### [WORK INSTRUCTIONS]
Give back exactly the lines spanning from the one containing "Target: tent canopy" to the final line of the records below, and no others.

....

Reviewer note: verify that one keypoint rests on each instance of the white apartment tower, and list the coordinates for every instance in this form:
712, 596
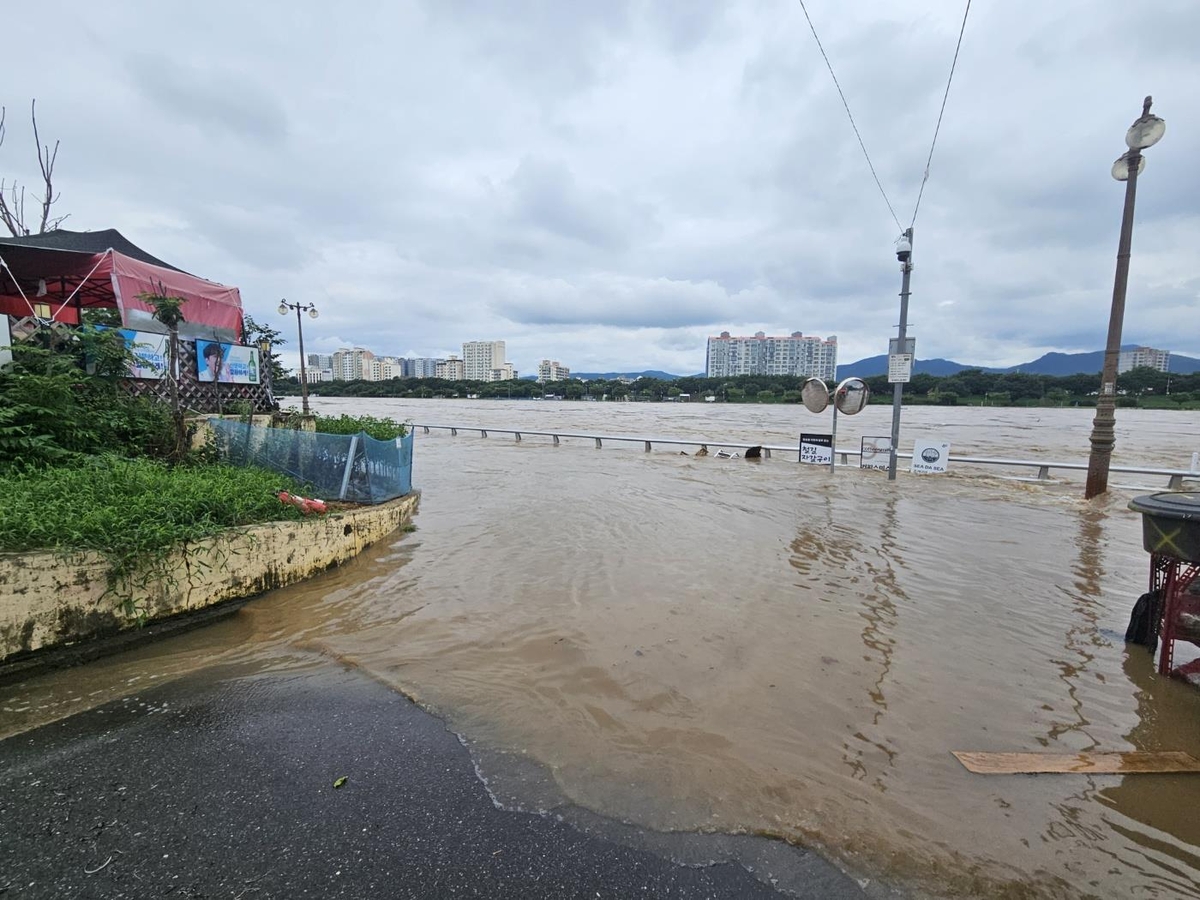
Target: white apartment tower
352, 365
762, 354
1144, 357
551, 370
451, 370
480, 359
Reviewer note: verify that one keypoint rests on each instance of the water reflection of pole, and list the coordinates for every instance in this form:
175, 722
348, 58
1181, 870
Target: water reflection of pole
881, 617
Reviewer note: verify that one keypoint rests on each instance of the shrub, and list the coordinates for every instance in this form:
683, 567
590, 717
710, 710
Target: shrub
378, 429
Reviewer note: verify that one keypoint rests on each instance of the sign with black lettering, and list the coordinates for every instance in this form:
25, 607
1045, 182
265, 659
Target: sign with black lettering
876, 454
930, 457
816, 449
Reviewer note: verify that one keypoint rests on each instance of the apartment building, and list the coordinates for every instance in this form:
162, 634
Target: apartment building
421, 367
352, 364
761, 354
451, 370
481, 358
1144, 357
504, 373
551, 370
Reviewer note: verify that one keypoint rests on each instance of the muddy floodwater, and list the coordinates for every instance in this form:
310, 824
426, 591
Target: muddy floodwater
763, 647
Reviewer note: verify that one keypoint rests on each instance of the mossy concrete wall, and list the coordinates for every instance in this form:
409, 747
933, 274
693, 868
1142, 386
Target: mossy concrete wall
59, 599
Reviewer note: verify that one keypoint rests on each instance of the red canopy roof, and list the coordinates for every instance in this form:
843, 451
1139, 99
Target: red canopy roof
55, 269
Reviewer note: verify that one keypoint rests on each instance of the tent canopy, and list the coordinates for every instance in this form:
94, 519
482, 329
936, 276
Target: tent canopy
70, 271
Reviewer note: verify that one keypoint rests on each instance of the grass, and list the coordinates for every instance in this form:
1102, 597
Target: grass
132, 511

....

### [SOLUTION FOR THIS PROBLEM]
Target: tent canopy
70, 271
Reviewer note: verify that one keypoint rests on each instance of the grass, and list the coordinates for every instance in this form:
1102, 597
Target: grass
132, 511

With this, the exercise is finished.